_Records provided_.
================================
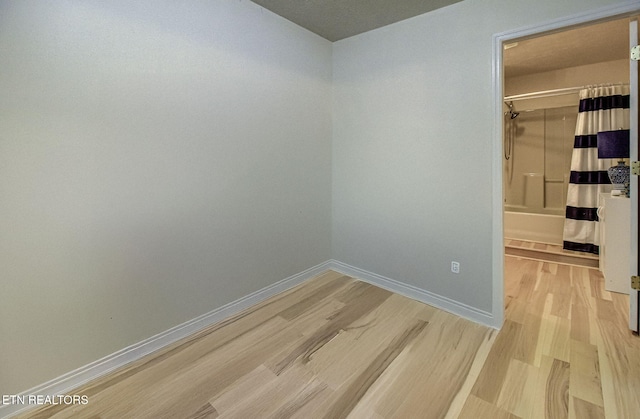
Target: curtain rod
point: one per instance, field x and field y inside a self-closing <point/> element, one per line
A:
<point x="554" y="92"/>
================================
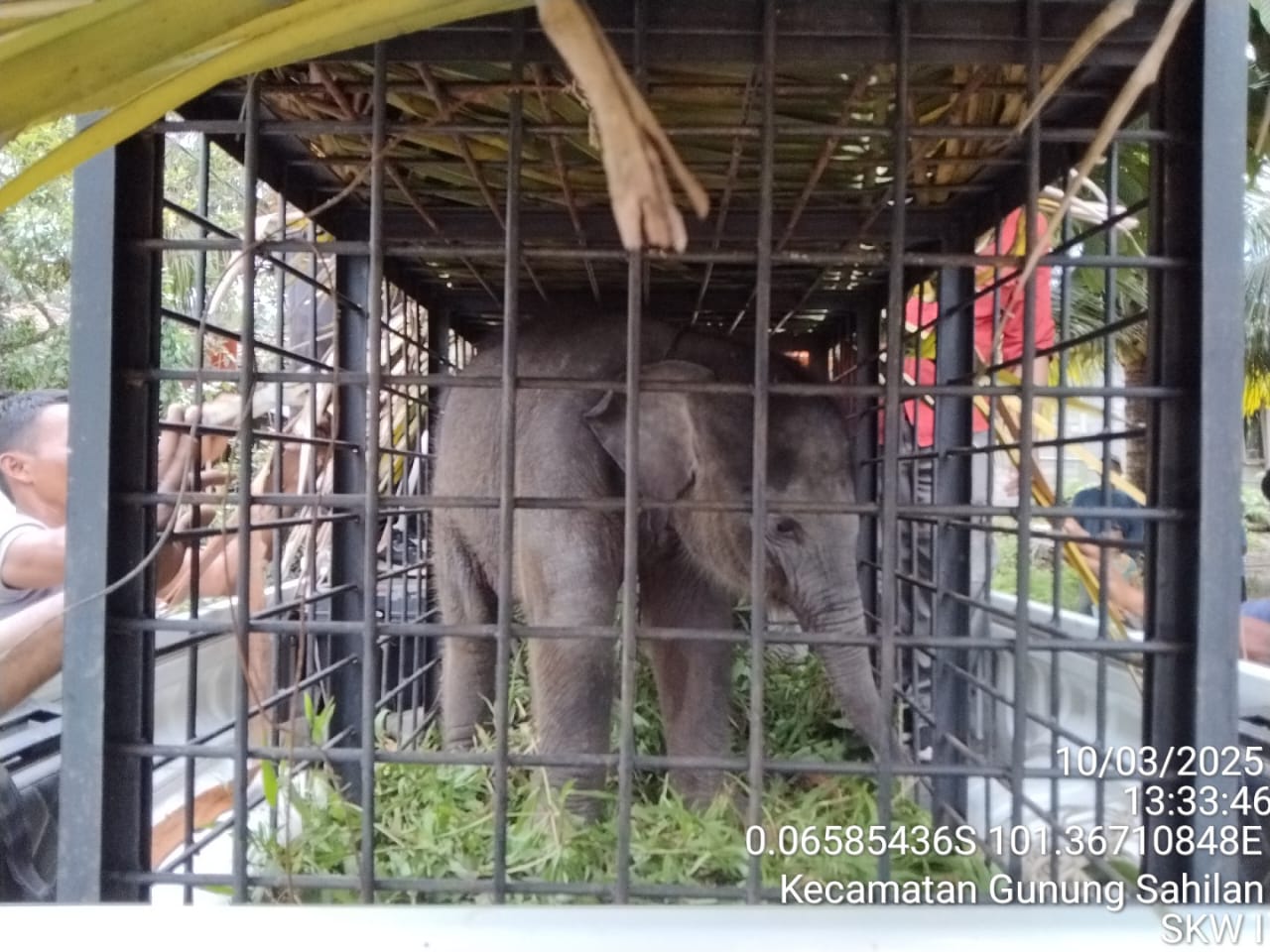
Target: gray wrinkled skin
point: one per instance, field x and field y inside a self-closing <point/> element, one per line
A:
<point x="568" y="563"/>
================================
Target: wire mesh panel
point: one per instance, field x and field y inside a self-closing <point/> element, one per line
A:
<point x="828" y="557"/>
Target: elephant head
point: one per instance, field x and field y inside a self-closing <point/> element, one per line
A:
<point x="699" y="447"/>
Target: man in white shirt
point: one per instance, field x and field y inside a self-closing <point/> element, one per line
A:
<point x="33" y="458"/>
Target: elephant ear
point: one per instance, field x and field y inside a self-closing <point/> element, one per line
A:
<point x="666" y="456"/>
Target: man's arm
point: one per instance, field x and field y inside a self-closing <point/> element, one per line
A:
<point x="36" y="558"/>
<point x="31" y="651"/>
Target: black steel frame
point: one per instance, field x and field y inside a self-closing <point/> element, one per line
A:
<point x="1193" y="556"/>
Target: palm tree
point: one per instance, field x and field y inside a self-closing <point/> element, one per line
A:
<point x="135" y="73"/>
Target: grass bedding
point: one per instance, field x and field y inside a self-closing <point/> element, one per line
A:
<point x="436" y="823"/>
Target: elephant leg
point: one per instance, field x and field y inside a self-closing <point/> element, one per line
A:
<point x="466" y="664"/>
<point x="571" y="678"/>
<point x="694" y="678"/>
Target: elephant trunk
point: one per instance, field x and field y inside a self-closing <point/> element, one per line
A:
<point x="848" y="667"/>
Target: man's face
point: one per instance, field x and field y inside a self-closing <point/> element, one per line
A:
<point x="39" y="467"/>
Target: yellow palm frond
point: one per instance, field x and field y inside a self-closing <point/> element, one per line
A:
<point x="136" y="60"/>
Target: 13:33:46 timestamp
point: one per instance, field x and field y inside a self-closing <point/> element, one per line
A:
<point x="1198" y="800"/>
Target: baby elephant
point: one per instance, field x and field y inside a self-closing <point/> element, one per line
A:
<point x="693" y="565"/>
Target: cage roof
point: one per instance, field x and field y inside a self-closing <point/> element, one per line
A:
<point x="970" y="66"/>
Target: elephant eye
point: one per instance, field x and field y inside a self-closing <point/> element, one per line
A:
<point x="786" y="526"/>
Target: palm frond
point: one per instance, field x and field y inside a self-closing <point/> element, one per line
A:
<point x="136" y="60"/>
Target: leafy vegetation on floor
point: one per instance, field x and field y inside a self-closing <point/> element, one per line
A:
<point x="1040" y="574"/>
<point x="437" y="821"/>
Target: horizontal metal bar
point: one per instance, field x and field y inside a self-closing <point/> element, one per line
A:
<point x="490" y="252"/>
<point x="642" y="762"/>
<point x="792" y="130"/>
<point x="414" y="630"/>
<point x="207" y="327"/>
================================
_The task_. From the records above, count the lines that contain "palm". Only the number should be written.

_Written reply_. 3